Skip to content

1Sulture/Fairness-vs.-Accuracy-Pareto-Front-Builder

Repository files navigation

Fairness vs. Accuracy Pareto Front Builder

This repository contains all code files I used to generate my findings for my bachelor thesis!

Brief Summary

This implementation allows for analyzing fairness and accuracy metric trends on a supplied dataset of choice. For fairness methods, it currently applies the Disparate Impact Remover (DIR) pre-processing and Reject Option Classification (ROC) post-processing techniques. The DIR is applied in 10 repair levels between 0 and 1, and the ROC either fully or not at all.

It can generate graphs showing either:

  • How these metrics change across the DIR repair levels and when the ROC is applied.
  • Pareto front pairs showing the best points based on the selected fairness vs. accuracy trade-off metrics and fairness weight.

Content Details

All contained directories and code files are listed in chronological order.

Directories:

  • ,datasets: Put your raw dataset files here (.data type).
  • cleaned-datasets: Cleaned datasets get saved here.
  • generated-csv-files: Generated metric CSV files with all fairness and accuracy data from model runs go here.
  • generated-txt-files: Generated TXT files corresponding to generated metric CSV files go here.
  • generated-pics: Generated graphs go here.
  • sample-pics: Contains sample graphs of model results analyzed in paper.

Code files:

  • dataset_cleaner: Cleans the dataset specified by its file name; must be located in ,datasets directory.

════

Rewrite the paragraph of the repository page above that begins "This implementation allows" as a short bulleted list, keeping its main facts.

════

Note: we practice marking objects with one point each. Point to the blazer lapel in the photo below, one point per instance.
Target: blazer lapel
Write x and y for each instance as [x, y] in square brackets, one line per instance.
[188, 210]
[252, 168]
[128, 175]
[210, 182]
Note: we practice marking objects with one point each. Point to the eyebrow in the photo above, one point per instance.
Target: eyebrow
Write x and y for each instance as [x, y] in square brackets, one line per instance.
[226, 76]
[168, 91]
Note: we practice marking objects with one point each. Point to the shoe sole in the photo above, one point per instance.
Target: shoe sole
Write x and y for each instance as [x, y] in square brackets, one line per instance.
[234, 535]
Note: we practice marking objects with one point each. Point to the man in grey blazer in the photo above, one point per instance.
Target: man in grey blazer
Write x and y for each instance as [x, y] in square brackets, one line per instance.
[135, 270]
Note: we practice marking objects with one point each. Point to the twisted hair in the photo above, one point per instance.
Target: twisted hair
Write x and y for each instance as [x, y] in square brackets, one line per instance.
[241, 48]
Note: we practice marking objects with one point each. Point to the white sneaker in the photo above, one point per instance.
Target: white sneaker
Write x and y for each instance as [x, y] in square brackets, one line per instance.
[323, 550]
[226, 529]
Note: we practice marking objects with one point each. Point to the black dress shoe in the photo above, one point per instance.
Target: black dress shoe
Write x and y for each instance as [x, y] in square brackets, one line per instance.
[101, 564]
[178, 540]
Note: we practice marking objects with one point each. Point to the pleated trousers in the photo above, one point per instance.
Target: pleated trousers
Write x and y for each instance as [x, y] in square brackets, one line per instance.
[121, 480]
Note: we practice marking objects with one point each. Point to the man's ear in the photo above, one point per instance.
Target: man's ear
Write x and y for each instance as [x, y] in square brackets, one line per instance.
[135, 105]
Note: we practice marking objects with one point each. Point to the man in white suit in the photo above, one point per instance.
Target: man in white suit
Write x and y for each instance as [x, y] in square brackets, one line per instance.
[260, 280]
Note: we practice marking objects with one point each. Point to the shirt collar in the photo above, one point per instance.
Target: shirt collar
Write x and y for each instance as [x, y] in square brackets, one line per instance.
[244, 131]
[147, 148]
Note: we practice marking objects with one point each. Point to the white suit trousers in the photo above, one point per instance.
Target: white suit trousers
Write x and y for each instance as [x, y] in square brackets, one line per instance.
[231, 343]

════

→ EXERCISE OUTPUT
- Analyzes fairness and accuracy metric trends on any supplied dataset.
- Currently applies two fairness methods: Disparate Impact Remover (DIR) pre-processing and Reject Option Classification (ROC) post-processing.
- Applies DIR at 10 repair levels between 0 and 1.
- Applies ROC either fully or not at all.